= Problem requirements =
Line by line, print the records exactly.

── Study material ──

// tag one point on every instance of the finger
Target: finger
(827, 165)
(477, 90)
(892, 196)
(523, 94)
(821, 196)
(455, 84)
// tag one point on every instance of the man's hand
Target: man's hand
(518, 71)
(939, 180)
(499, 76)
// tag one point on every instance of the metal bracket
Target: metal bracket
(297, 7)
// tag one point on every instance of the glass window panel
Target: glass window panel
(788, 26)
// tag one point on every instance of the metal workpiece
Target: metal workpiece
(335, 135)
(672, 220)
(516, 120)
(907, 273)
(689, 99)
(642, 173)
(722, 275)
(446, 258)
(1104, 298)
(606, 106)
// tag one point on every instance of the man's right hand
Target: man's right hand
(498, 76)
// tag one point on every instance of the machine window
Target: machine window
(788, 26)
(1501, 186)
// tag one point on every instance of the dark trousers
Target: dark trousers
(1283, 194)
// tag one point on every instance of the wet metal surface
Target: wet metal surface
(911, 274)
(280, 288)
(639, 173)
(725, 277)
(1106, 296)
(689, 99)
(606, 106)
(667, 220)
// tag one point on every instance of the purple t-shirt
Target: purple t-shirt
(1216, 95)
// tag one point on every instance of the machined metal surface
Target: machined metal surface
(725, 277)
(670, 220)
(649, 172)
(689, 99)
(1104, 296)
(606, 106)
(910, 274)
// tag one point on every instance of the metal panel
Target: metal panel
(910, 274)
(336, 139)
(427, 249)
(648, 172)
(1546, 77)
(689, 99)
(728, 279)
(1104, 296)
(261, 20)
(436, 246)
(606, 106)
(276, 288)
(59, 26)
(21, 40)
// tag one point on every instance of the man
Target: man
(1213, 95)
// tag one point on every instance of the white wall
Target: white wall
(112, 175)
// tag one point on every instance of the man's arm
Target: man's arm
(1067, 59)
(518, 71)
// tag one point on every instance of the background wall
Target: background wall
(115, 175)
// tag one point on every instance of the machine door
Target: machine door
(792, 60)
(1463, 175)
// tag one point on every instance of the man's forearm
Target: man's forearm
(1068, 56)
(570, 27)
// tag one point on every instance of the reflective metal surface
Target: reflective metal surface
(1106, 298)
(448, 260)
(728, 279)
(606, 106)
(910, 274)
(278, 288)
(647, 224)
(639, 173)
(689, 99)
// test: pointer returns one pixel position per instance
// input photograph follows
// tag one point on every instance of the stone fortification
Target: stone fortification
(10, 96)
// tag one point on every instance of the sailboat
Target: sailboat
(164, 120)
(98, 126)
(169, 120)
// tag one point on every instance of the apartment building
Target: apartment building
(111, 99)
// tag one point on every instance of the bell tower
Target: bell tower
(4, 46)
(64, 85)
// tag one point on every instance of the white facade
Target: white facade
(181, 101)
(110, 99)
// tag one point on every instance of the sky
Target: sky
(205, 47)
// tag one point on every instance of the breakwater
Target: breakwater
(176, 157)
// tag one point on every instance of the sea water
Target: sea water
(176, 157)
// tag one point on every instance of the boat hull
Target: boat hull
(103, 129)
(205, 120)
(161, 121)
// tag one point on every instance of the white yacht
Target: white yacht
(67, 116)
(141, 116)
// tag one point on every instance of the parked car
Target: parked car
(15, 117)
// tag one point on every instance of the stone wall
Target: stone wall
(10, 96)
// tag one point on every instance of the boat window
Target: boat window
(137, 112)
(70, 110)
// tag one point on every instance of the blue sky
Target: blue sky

───

= Exercise solution =
// tag one point on every instance of the finger
Target: finger
(827, 165)
(477, 90)
(892, 196)
(523, 94)
(821, 196)
(455, 84)
// tag one point on every instance of the man's hand
Target: man's hand
(518, 71)
(939, 180)
(499, 76)
// tag one point on every instance of the metal bracket
Target: metal bracket
(297, 7)
// tag one point on every instance of the glass window panel
Target: glass window panel
(788, 26)
// tag one point on every instance of the metal workpiece
Target: metal workpiece
(335, 135)
(672, 220)
(516, 120)
(907, 273)
(689, 99)
(642, 173)
(722, 275)
(446, 258)
(1104, 298)
(606, 106)
// tag one point on every instance of the man's right hand
Target: man's right hand
(498, 76)
// tag one point on every instance of the machine window
Target: machine window
(788, 26)
(1501, 186)
// tag one point on every instance of the dark trousers
Target: dark trousers
(1283, 194)
// tag one point on every instance of the wet metal surface
Target: wet metal surface
(911, 274)
(280, 288)
(639, 173)
(725, 277)
(1106, 296)
(689, 99)
(606, 106)
(667, 220)
// tag one point on every instance of the purple t-shirt
Target: purple t-shirt
(1216, 95)
// tag one point on every instance of the machined metal surface
Target: machined metal surface
(725, 277)
(670, 220)
(649, 172)
(689, 99)
(1104, 296)
(606, 106)
(910, 274)
// tag one point on every instance of the metal panel
Target: metal panel
(910, 274)
(336, 139)
(427, 249)
(648, 172)
(1546, 77)
(689, 99)
(728, 279)
(1104, 296)
(261, 20)
(436, 246)
(606, 106)
(276, 288)
(59, 26)
(21, 40)
// tag one point on every instance of the man
Target: man
(1213, 95)
// tag one point on every instance of the white wall
Target: white wall
(112, 175)
// tag one point on every instance of the man's arm
Target: man's arm
(1067, 59)
(518, 71)
// tag one point on every instance of the background wall
Target: background wall
(115, 175)
// tag one point on every instance of the machine door
Target: machine door
(792, 60)
(1463, 175)
// tag one point on every instance of the man's forearm
Target: man's forearm
(1068, 56)
(570, 27)
// tag one point on every instance of the reflective metal surface
Target: reflective metal surface
(1106, 298)
(448, 260)
(728, 279)
(606, 106)
(910, 274)
(278, 288)
(647, 224)
(639, 173)
(689, 99)
// test: pointer returns one pixel position per instance
// input photograph follows
// tag one point on every instance of the stone fortification
Target: stone fortification
(10, 96)
// tag one point on every instance of the sailboat
Target: sailboat
(164, 120)
(98, 126)
(169, 120)
// tag one point on every instance of the apartment building
Target: apartment building
(111, 99)
// tag one point on every instance of the bell tower
Target: bell tower
(4, 46)
(64, 85)
// tag one point on every instance of the white facade
Target: white facade
(181, 101)
(110, 99)
// tag one point on every instance of the sky
Target: sky
(205, 47)
// tag one point on every instance of the breakwater
Target: breakwater
(176, 157)
// tag one point on every instance of the sea water
Target: sea water
(176, 157)
// tag one point on every instance of the boat hull
Target: boat hull
(103, 129)
(205, 120)
(161, 121)
// tag one point on every instance of the white yacht
Target: white yacht
(67, 116)
(141, 116)
// tag one point on every instance of the parked car
Target: parked car
(15, 117)
// tag one point on every instance of the stone wall
Target: stone wall
(10, 96)
// tag one point on every instance of the boat window
Target: boat window
(137, 112)
(70, 110)
// tag one point on every instance of the blue sky
Target: blue sky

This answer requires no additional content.